▶ Work task
In your reply, write out the records exactly, each line intact.

▶ The data
——————

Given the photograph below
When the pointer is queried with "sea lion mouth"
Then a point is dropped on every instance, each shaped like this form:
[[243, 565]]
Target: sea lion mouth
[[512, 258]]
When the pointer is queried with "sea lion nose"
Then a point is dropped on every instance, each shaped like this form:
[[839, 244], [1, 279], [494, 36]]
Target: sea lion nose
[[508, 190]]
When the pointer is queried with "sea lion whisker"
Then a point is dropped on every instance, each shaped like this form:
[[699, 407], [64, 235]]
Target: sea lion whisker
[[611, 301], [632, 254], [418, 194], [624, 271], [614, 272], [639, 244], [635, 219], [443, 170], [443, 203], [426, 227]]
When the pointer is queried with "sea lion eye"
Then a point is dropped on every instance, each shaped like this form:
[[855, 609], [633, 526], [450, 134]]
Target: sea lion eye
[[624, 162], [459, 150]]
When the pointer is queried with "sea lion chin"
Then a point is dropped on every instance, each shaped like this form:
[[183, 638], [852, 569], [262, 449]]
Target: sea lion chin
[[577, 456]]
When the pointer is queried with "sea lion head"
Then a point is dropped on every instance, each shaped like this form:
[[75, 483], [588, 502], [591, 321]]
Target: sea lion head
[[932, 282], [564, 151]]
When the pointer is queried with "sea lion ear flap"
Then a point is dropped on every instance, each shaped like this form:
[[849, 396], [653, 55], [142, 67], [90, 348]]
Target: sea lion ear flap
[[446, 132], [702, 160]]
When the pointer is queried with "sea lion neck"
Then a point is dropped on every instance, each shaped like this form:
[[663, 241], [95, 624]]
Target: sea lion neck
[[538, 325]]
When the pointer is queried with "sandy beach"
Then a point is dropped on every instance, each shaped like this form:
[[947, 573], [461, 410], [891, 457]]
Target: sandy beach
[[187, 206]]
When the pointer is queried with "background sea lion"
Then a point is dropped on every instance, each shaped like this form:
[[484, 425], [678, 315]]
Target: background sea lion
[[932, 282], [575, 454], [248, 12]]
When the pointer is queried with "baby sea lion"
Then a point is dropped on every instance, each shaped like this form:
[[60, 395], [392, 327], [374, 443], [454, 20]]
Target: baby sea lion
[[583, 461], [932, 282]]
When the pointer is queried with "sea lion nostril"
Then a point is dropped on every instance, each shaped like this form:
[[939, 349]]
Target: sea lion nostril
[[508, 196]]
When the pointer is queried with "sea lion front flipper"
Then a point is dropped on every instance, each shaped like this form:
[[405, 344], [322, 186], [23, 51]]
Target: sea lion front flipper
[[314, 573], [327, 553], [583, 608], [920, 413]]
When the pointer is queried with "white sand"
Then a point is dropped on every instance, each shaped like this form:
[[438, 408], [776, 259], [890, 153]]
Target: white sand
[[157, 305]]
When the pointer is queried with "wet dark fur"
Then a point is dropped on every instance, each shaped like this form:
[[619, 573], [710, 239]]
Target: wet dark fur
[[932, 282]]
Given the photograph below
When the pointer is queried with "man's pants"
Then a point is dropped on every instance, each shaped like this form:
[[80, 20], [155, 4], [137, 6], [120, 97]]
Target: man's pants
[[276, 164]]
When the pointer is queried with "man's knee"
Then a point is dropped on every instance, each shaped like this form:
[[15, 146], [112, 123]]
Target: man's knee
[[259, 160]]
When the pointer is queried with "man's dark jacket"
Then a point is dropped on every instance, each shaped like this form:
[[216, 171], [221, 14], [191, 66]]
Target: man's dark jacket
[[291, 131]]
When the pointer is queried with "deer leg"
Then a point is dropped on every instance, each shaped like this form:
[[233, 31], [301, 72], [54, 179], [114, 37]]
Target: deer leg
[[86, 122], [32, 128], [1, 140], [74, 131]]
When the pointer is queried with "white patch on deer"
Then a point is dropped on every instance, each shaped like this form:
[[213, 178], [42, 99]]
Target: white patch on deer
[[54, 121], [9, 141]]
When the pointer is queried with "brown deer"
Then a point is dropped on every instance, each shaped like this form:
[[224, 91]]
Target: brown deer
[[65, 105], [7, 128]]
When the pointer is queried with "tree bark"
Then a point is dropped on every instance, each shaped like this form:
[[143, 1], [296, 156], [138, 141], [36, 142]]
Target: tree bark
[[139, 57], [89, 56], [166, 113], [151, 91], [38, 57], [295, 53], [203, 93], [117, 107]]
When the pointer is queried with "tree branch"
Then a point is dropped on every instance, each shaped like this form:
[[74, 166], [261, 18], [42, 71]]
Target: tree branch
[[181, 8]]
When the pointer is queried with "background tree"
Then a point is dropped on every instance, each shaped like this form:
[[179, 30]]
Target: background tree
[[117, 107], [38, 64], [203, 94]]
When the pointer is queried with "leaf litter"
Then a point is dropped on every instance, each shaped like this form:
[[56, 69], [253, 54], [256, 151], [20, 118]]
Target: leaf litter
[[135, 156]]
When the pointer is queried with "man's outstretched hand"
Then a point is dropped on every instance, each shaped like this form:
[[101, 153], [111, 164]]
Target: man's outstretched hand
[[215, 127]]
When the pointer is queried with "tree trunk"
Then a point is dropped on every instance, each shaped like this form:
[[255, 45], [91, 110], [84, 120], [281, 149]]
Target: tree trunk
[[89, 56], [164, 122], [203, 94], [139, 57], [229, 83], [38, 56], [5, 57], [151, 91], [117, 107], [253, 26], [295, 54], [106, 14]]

——————

▶ Answer space
Given the photograph below
When the pointer is queried with "sea lion mouth"
Then a point is dropped on every instance, each shaped like this form:
[[243, 565]]
Target: sea lion mouth
[[512, 258]]
When the pointer is queried with "sea lion nose"
Then a point is dropped on every instance, each shaped like this form:
[[839, 244], [1, 279], [494, 36]]
Target: sea lion nose
[[508, 190]]
When the pointer is queried with "sea lion whisker"
Then a point is dropped on every instance, each shaped like this form:
[[699, 407], [64, 235]]
Target: sea lion whisker
[[611, 301], [632, 254], [418, 194], [624, 271], [614, 272], [639, 244], [635, 219], [443, 170], [443, 203], [426, 227]]
When the pointer is queried with "sea lion eye"
Then a point is dropped on every instance, each shaped like this form:
[[855, 609], [633, 526], [450, 134]]
Target: sea lion eye
[[624, 162], [459, 150]]
When the pointer is queried with "sea lion chin"
Then a point is dropped on every instance, each shaped like this form:
[[183, 638], [852, 569], [262, 449]]
Target: sea lion chin
[[577, 456]]
When the pointer is queried with "sea lion head"
Then a point is dropped on every instance, each shaped like this form:
[[75, 483], [588, 502], [591, 321]]
Target: sea lion head
[[932, 282], [564, 151]]
When the pointer is queried with "sea lion ear flap"
Then a point is dropped on every instance, each shaped like this form:
[[849, 396], [653, 55], [142, 67], [90, 348]]
Target: sea lion ear flap
[[446, 132], [702, 160]]
When the pointer is queried with "sea lion neck"
Then a point is dropped on every instance, each shaped like this form:
[[663, 241], [95, 624]]
Target: sea lion neck
[[538, 325]]
When the pointer is queried with "sandy beach"
Then a point is dropped on every instance, each shaped like this form:
[[947, 573], [461, 410], [891, 457]]
Target: sandy beach
[[187, 206]]
When the pointer is queried with "background sea lion"
Then a point is dropped on every instance, each shaped like this form:
[[484, 425], [678, 315]]
Target: background sea lion
[[932, 282], [575, 454], [248, 12]]
When the pointer is queried with "baby sea lion"
Then a point is dropped on every instance, each shaped like this form:
[[60, 395], [392, 327], [374, 443], [454, 20]]
Target: baby sea lion
[[583, 461], [932, 282]]
When the pointer is queried with "sea lion nostril"
Then a point is dropped on every instance, each shaped like this form:
[[939, 349]]
Target: sea lion nostril
[[508, 196]]
When the pointer is queried with "sea lion front flipper"
Then a point is dropped on every instance, each shaped like this form:
[[405, 344], [322, 186], [23, 51]]
Target: sea lion front flipper
[[314, 573], [327, 553], [583, 608], [920, 413]]
When the pointer is queried with "white sand"
Then a point is dropped on every instance, each shaped like this form:
[[438, 408], [776, 259], [890, 153]]
Target: white sand
[[157, 305]]
When the pointer is queried with "wet dark fur"
Then a point is dropped on every instance, each shaped like this form:
[[619, 573], [710, 239]]
Target: wet dark fur
[[932, 282]]
Given the photograph below
When the pointer is queried with "man's pants"
Then a point is dropped on every instance, each shaped like this form:
[[80, 20], [155, 4], [137, 6], [120, 97]]
Target: man's pants
[[276, 164]]
When the pointer is queried with "man's knee"
Then a point is dropped on every instance, each shaped like this form:
[[15, 146], [112, 123]]
Target: man's knee
[[259, 160]]
When the pointer is queried with "man's dark jacket"
Then a point is dropped on every instance, each shaped like this form:
[[216, 171], [221, 14], [191, 66]]
Target: man's dark jacket
[[291, 131]]
When the pointer is queried with "deer leg"
Then a point is dropped on every instance, each shaped like this form:
[[233, 31], [301, 72], [54, 179], [114, 37]]
Target: deer leg
[[86, 122], [32, 128], [1, 140], [74, 131]]
When the pointer is queried with "white patch on deer"
Then a point is dropped on every instance, each shaped like this form:
[[213, 178], [42, 99]]
Target: white patch on deer
[[54, 121], [9, 141]]
When the pointer is queried with "brown deer"
Then a point is dropped on every instance, each shaped like this form:
[[224, 91]]
Target: brown deer
[[65, 105], [7, 128]]
When the pointer is queried with "tree bark"
Then a point is dropped on every instance, each shaped like this form:
[[143, 1], [296, 156], [138, 141], [36, 142]]
Target: tree bark
[[139, 57], [89, 56], [166, 113], [151, 91], [38, 57], [295, 53], [203, 93], [117, 107]]
When the pointer is queried with "tree branch"
Then a point is dropped on every instance, each shaped like this form:
[[74, 166], [261, 18], [42, 71]]
Target: tree branch
[[181, 8]]
When the pointer is queried with "background tree"
Then a point is dropped on every instance, each shaped like this form:
[[179, 30]]
Target: background tree
[[117, 107], [38, 64], [203, 94]]
When the pointer is queried with "leaf litter"
Then a point is dropped on every instance, each shaped like this form:
[[56, 69], [253, 54], [256, 151], [20, 118]]
Target: leaf litter
[[135, 156]]
When the pointer is queried with "man's outstretched hand"
Then a point is dropped on every instance, each shaped like this form:
[[101, 153], [111, 164]]
Target: man's outstretched hand
[[215, 127]]
When the pointer is queried with "tree trunk"
Then a point is dropped on every instance, each shaped like this form:
[[255, 45], [91, 110], [84, 120], [281, 149]]
Target: tree trunk
[[89, 56], [164, 122], [203, 94], [139, 57], [229, 83], [38, 56], [5, 57], [151, 91], [117, 107], [253, 26], [295, 54], [106, 14]]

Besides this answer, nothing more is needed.